- Desafio
Formate todas as linhas abaixo como uma tabela Markdown de duas colunas, Nº e Conteúdo, numerando cada linha e omitindo as que estiverem em branco.

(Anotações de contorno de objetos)
+--

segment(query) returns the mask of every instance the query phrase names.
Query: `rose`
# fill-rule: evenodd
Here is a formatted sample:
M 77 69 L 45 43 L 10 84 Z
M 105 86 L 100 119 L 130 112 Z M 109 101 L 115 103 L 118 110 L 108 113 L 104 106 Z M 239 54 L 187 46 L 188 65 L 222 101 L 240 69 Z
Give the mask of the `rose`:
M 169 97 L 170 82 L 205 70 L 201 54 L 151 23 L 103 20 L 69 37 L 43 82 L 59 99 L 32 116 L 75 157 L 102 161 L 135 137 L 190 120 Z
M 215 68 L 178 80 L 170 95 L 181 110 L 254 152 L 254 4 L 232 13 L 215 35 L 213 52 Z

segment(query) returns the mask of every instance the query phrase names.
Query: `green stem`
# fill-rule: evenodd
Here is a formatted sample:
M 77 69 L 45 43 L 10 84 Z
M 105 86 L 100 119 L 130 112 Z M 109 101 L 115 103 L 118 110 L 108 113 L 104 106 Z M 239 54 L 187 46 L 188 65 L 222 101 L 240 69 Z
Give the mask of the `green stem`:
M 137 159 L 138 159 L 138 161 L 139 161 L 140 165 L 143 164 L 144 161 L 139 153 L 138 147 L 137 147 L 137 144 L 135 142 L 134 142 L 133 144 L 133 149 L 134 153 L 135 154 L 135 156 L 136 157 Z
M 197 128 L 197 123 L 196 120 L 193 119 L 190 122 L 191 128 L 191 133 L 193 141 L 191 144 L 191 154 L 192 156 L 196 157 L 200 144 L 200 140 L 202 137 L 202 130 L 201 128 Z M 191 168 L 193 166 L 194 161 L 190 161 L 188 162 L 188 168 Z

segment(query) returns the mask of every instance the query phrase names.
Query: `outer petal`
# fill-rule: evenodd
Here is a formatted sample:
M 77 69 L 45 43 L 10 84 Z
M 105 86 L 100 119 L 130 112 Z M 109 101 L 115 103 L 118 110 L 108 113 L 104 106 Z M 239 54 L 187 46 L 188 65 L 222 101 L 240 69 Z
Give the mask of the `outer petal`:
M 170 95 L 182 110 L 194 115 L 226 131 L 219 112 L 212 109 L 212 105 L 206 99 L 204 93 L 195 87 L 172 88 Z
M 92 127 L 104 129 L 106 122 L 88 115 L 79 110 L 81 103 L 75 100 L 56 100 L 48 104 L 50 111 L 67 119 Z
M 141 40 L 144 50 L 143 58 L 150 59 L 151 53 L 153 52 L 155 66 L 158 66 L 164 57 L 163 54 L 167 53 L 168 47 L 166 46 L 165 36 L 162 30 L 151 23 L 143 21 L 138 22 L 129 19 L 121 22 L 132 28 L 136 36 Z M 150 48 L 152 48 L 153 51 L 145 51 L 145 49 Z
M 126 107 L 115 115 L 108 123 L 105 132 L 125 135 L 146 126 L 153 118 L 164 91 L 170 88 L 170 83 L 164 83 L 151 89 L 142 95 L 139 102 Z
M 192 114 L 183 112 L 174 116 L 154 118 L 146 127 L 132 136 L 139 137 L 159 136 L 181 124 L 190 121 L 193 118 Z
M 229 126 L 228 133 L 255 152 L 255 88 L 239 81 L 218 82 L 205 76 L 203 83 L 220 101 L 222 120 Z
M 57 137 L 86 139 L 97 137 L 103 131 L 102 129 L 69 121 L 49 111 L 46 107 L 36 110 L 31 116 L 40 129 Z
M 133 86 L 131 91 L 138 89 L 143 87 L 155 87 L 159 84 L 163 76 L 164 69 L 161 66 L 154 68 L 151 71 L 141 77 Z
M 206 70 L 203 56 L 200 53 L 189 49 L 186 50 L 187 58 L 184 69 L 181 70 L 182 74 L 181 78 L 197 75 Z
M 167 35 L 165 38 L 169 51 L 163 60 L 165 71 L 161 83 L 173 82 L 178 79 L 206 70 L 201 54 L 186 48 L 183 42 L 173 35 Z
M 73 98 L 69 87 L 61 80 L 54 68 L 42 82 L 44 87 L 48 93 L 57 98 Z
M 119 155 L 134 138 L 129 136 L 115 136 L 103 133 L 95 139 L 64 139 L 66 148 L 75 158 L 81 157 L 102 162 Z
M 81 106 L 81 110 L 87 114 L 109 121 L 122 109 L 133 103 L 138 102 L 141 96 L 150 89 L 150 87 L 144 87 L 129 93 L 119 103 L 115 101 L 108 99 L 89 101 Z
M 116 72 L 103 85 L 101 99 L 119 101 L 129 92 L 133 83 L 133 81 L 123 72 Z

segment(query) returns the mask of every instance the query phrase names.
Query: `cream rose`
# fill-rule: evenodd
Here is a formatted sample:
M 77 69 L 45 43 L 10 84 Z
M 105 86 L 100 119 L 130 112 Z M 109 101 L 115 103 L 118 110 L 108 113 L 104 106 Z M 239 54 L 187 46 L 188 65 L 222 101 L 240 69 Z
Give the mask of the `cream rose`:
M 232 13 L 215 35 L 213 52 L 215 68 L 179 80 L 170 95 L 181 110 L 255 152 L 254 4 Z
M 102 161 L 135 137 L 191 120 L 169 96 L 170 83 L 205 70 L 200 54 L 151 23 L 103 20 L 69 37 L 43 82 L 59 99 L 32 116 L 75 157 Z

+--

- Resposta escrita
| Nº | Conteúdo |
|---|---|
| 1 | segment(query) returns the mask of every instance the query phrase names. |
| 2 | Query: `rose` |
| 3 | # fill-rule: evenodd |
| 4 | Here is a formatted sample: |
| 5 | M 77 69 L 45 43 L 10 84 Z |
| 6 | M 105 86 L 100 119 L 130 112 Z M 109 101 L 115 103 L 118 110 L 108 113 L 104 106 Z M 239 54 L 187 46 L 188 65 L 222 101 L 240 69 Z |
| 7 | Give the mask of the `rose`: |
| 8 | M 169 97 L 170 82 L 205 70 L 201 54 L 151 23 L 103 20 L 69 37 L 43 82 L 59 99 L 32 116 L 75 157 L 102 161 L 135 137 L 190 120 Z |
| 9 | M 215 68 L 178 80 L 170 95 L 181 110 L 254 152 L 254 4 L 232 13 L 215 35 L 213 52 Z |
| 10 | segment(query) returns the mask of every instance the query phrase names. |
| 11 | Query: `green stem` |
| 12 | # fill-rule: evenodd |
| 13 | Here is a formatted sample: |
| 14 | M 77 69 L 45 43 L 10 84 Z |
| 15 | M 105 86 L 100 119 L 130 112 Z M 109 101 L 115 103 L 118 110 L 108 113 L 104 106 Z M 239 54 L 187 46 L 188 65 L 222 101 L 240 69 Z |
| 16 | Give the mask of the `green stem`: |
| 17 | M 137 159 L 138 159 L 138 161 L 139 161 L 140 165 L 143 164 L 144 161 L 139 153 L 138 147 L 137 147 L 137 144 L 135 142 L 134 142 L 133 144 L 133 149 L 134 153 L 135 154 L 135 156 L 136 157 Z |
| 18 | M 197 128 L 197 123 L 196 120 L 193 119 L 190 122 L 191 128 L 191 133 L 193 141 L 191 144 L 191 154 L 192 156 L 196 157 L 200 144 L 200 140 L 202 137 L 202 130 L 201 128 Z M 191 168 L 193 166 L 194 161 L 190 161 L 188 162 L 188 168 Z |
| 19 | segment(query) returns the mask of every instance the query phrase names. |
| 20 | Query: `outer petal` |
| 21 | # fill-rule: evenodd |
| 22 | Here is a formatted sample: |
| 23 | M 77 69 L 45 43 L 10 84 Z |
| 24 | M 105 86 L 100 119 L 130 112 Z M 109 101 L 115 103 L 118 110 L 108 113 L 104 106 Z M 239 54 L 187 46 L 188 65 L 222 101 L 240 69 Z |
| 25 | Give the mask of the `outer petal`: |
| 26 | M 170 95 L 182 110 L 194 115 L 226 131 L 219 112 L 212 109 L 212 105 L 206 99 L 204 93 L 195 87 L 172 88 Z |
| 27 | M 92 127 L 104 129 L 106 122 L 88 115 L 79 110 L 81 103 L 75 100 L 56 100 L 48 104 L 50 111 L 67 119 Z |
| 28 | M 141 40 L 144 50 L 143 58 L 150 59 L 151 53 L 153 52 L 155 66 L 158 66 L 164 57 L 163 54 L 167 53 L 168 47 L 166 46 L 165 36 L 162 30 L 151 23 L 143 21 L 138 22 L 129 19 L 121 22 L 132 28 L 136 36 Z M 150 48 L 152 48 L 153 51 L 145 51 L 145 49 Z |
| 29 | M 126 107 L 115 115 L 108 123 L 105 132 L 125 135 L 146 126 L 153 118 L 164 91 L 170 88 L 170 83 L 164 83 L 151 89 L 142 95 L 139 102 Z |
| 30 | M 192 114 L 183 112 L 174 116 L 154 118 L 146 127 L 132 136 L 139 137 L 159 136 L 181 124 L 190 121 L 193 118 Z |
| 31 | M 229 126 L 228 133 L 255 152 L 255 88 L 239 81 L 218 82 L 205 76 L 203 83 L 220 101 L 222 120 Z |
| 32 | M 57 137 L 86 139 L 97 137 L 103 131 L 102 129 L 69 121 L 49 111 L 46 107 L 36 110 L 31 116 L 40 129 Z |
| 33 | M 133 86 L 131 91 L 138 89 L 143 87 L 155 87 L 159 84 L 163 76 L 164 69 L 161 66 L 154 68 L 151 71 L 141 77 Z |
| 34 | M 206 70 L 203 56 L 200 53 L 189 49 L 186 50 L 187 58 L 184 69 L 181 70 L 182 74 L 181 78 L 197 75 Z |
| 35 | M 167 35 L 165 38 L 169 51 L 163 60 L 165 71 L 161 83 L 173 82 L 178 79 L 206 70 L 201 54 L 186 48 L 183 42 L 173 35 Z |
| 36 | M 73 98 L 69 87 L 61 80 L 54 68 L 42 82 L 44 87 L 48 93 L 57 98 Z |
| 37 | M 119 155 L 134 138 L 129 136 L 115 136 L 103 133 L 95 139 L 64 139 L 66 148 L 75 158 L 81 157 L 102 162 Z |
| 38 | M 81 106 L 81 110 L 87 114 L 109 121 L 122 109 L 133 103 L 138 102 L 141 96 L 150 89 L 150 87 L 144 87 L 129 93 L 119 103 L 115 101 L 108 99 L 89 101 Z |
| 39 | M 116 72 L 103 85 L 101 99 L 119 101 L 129 92 L 133 83 L 133 81 L 123 72 Z |
| 40 | segment(query) returns the mask of every instance the query phrase names. |
| 41 | Query: `cream rose` |
| 42 | # fill-rule: evenodd |
| 43 | Here is a formatted sample: |
| 44 | M 77 69 L 45 43 L 10 84 Z |
| 45 | M 105 86 L 100 119 L 130 112 Z M 109 101 L 115 103 L 118 110 L 108 113 L 104 106 Z M 239 54 L 187 46 L 188 65 L 222 101 L 240 69 Z |
| 46 | Give the mask of the `cream rose`: |
| 47 | M 232 13 L 215 35 L 213 52 L 215 68 L 179 80 L 170 95 L 181 110 L 255 152 L 254 4 Z |
| 48 | M 102 161 L 135 137 L 191 120 L 169 96 L 170 83 L 205 70 L 200 54 L 151 23 L 103 20 L 69 37 L 43 82 L 59 99 L 32 116 L 75 157 Z |